■ **THE REQUEST**
In the report on the Jaws Challenge, who won the women's division?

■ **DOCUMENT EXTRACT**
• • • • • • •

Only four heats of the Jaws Challenge were held yesterday, and a total of four waves completed, by my count. Nevertheless it was one of the more compelling and momentous days in the history of competitive surfing.
A champion was crowned, though unusually she was responsible for none of the completed rides. Keala Kennelly, surfing on her backhand, won the women’s division through sheer willpower, taking off on more waves, in more critical positions, than any other member of the 12-strong field.
She fell on every one of them, but without seeming to make any obvious mistakes, and each time coming back for more. You’d watch the replay and wonder what she could have done differently, then wonder how she could withstand so much punishment. Towards the end of the heat she was surfing with no leash and no canisters left. It was heroic.
“I’ve never seen women take this kind of relentless beating,” said Dave Kalama, who was a welcome and entertaining presence in the commentary booth, mercifully breaking up the homoerotic awkwardness of the Kaipo Guerrero-Pete Mel dynamic.
The swell pulsed and the wind picked up as the men got in. That first heat was one of the most fucked-up things I’ve ever seen. I won’t even try and describe.
“Surely the human body cannot withstand this,” I wrote down at some point near the end of the heat, just after Russell Bierke did a cartwheel down a face that Kalama reckoned was in the 60-foot range.

• • • • • • •

■ **RECORDED INFORMATION**
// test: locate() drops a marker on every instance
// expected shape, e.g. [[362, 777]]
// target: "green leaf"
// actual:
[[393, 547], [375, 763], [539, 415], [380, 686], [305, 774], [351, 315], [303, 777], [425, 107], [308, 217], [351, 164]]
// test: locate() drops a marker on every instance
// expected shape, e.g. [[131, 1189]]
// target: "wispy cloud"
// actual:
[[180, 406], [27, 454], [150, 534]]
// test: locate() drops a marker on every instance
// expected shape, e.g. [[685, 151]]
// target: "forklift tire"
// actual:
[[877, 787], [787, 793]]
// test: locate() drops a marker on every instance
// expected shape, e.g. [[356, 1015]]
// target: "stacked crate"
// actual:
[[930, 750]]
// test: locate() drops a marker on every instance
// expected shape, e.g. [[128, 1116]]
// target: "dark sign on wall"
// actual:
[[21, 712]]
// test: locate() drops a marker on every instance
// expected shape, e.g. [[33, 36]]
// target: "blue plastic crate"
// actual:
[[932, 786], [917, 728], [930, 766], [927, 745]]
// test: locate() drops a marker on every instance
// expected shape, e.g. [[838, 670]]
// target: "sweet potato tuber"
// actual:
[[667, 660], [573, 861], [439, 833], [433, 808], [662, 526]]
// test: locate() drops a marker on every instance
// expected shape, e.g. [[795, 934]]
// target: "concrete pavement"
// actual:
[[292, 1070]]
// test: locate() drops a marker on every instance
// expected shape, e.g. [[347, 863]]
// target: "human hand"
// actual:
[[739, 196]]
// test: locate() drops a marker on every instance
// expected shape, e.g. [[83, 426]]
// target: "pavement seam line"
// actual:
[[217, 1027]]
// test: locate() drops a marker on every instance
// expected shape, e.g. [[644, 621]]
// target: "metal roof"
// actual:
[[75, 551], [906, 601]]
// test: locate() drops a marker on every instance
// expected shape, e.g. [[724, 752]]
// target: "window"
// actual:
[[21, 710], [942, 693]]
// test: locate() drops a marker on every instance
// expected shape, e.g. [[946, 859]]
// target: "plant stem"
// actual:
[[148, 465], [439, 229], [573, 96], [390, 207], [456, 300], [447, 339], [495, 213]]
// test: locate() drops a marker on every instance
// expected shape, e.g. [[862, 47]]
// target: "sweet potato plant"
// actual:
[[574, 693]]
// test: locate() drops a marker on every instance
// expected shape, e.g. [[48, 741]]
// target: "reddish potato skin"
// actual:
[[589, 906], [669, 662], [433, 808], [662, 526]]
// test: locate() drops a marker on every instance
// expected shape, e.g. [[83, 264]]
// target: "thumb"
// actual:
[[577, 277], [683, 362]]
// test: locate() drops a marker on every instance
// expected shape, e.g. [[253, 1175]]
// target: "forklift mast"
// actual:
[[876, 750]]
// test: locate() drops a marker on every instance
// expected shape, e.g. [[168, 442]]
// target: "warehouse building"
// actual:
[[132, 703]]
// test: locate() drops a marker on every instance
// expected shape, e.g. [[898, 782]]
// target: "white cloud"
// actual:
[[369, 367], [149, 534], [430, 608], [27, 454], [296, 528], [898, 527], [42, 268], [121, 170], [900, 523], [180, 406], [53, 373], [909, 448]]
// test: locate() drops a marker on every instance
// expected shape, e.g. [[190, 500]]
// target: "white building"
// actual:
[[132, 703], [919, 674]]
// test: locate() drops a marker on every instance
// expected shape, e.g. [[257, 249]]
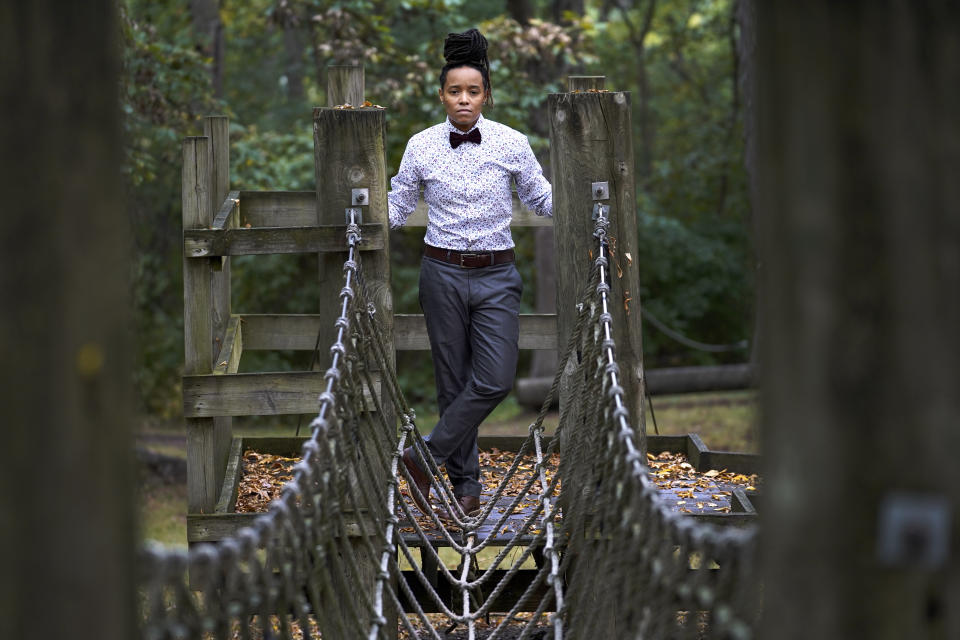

• • • • • • •

■ **RESPONSE TO THE EXERCISE**
Keala Kennelly